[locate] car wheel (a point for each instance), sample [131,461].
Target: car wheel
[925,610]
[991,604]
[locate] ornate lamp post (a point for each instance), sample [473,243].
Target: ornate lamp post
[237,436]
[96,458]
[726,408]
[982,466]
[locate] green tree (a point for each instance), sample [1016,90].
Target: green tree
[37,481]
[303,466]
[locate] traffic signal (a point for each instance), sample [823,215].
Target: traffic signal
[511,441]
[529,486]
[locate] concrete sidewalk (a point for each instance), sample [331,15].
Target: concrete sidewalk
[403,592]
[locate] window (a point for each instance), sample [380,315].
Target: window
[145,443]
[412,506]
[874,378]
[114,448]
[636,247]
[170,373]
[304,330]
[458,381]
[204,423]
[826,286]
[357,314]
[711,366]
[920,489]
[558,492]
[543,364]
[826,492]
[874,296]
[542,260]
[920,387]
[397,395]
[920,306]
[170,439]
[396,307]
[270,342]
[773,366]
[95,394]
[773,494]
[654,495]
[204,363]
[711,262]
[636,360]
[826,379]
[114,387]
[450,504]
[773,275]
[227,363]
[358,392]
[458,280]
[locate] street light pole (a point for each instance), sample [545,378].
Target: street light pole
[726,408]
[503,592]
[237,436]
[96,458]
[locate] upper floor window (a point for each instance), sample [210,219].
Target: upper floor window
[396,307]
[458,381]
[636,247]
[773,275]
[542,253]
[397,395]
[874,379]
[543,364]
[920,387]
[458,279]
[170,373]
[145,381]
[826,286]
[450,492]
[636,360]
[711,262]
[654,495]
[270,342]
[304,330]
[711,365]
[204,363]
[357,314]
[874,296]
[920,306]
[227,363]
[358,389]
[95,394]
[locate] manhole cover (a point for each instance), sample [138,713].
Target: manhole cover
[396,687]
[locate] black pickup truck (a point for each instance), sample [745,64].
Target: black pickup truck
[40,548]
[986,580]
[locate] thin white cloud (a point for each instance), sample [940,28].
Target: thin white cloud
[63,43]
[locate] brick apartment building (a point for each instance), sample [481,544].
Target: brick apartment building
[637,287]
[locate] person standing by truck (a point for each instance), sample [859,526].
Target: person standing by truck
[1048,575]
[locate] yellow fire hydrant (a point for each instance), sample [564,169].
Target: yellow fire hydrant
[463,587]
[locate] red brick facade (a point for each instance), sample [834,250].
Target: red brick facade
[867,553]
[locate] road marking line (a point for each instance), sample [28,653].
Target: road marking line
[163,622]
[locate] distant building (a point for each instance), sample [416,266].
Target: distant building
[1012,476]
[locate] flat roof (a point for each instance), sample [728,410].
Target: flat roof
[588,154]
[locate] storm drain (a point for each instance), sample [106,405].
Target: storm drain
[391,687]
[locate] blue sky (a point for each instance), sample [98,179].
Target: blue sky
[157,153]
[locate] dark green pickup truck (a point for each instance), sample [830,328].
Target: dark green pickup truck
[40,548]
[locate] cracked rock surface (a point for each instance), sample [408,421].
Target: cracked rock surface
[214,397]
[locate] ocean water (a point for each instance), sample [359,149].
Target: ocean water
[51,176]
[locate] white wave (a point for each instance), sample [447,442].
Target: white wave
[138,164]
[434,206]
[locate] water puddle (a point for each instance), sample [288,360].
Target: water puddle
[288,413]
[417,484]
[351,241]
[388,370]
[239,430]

- **WHAT YOU ARE ASKED TO DO**:
The answer must be the full data, repeated word for word.

- **YOUR RESPONSE**:
[locate] car wheel (a point for each instance), sample [131,461].
Target: car wheel
[925,610]
[991,604]
[locate] ornate lamp post (a point for each instance), sample [473,243].
Target: ornate lamp post
[237,436]
[96,458]
[726,408]
[982,466]
[locate] green tree (a point for each instance), sample [1016,90].
Target: green tree
[37,481]
[303,466]
[locate] traffic signal (a point for each instance), sample [823,215].
Target: traffic signal
[511,441]
[529,486]
[locate] concrete sidewalk (a point for each instance), sample [331,15].
Target: concrete sidewalk
[403,592]
[locate] window (a point for each instance), sample [380,315].
Target: window
[145,443]
[412,506]
[874,378]
[114,448]
[636,247]
[170,373]
[304,330]
[458,381]
[204,423]
[826,286]
[357,314]
[711,366]
[920,489]
[558,492]
[543,364]
[826,492]
[874,296]
[542,260]
[920,387]
[397,395]
[920,306]
[170,439]
[396,307]
[270,342]
[773,366]
[95,394]
[773,494]
[654,495]
[204,363]
[711,262]
[636,360]
[826,379]
[114,387]
[450,504]
[773,275]
[227,363]
[358,392]
[458,280]
[locate] street light pole (a point for each instance), sample [545,378].
Target: street light pole
[726,408]
[503,592]
[237,436]
[96,458]
[locate] upper floor window (a point for each instance), sample [210,219].
Target: upper floor window
[396,307]
[458,381]
[636,247]
[773,275]
[542,253]
[397,395]
[874,379]
[543,364]
[920,387]
[458,279]
[170,373]
[145,381]
[826,286]
[450,492]
[636,360]
[711,262]
[654,495]
[270,342]
[304,330]
[711,365]
[204,363]
[357,314]
[874,296]
[920,306]
[227,363]
[358,389]
[95,394]
[locate] manhole cover (a point for each instance), sample [138,713].
Target: manhole cover
[396,687]
[locate] black pickup truck (a point for each instance), sample [745,64].
Target: black pickup truck
[40,548]
[986,580]
[locate] thin white cloud (a point for each instance), sample [940,28].
Target: thin white cloud
[63,43]
[locate] brick apartment building (a point for each instance), sample [481,544].
Target: brick apartment building
[637,287]
[locate] person standing by truck (a point for each instance), sample [859,526].
Target: person standing by truck
[1048,575]
[locate] yellow fire hydrant (a point for each instance), sample [564,169].
Target: yellow fire hydrant
[463,587]
[locate] red brick facade (a point for each instance), sample [834,250].
Target: red brick facade
[867,553]
[locate] road marking line (a point for each instance), sample [28,653].
Target: road marking line
[163,622]
[locate] distant building (a point for each instance), sample [416,266].
Target: distant building
[1012,476]
[locate] flat roof (a point for each instance), sample [728,410].
Target: flat roof
[588,154]
[locate] storm drain (a point for each instance), sample [106,405].
Target: storm drain
[391,687]
[locate] blue sky (a point for each instance), sample [98,179].
Target: blue sky
[157,153]
[locate] dark green pickup truck (a point for each instance), sample [830,328].
Target: dark green pickup truck
[40,548]
[locate] cracked rock surface (a point for each instance), sample [408,421].
Target: cracked rock surface
[214,397]
[locate] ocean water (a point for each instance), sample [359,149].
Target: ocean water
[51,176]
[locate] white wave (a point for each instance), sample [447,442].
Target: white wave
[138,164]
[434,206]
[locate] water puddle (a point for each instance), sample [288,360].
Target: water puddle
[288,413]
[417,484]
[351,241]
[388,370]
[239,430]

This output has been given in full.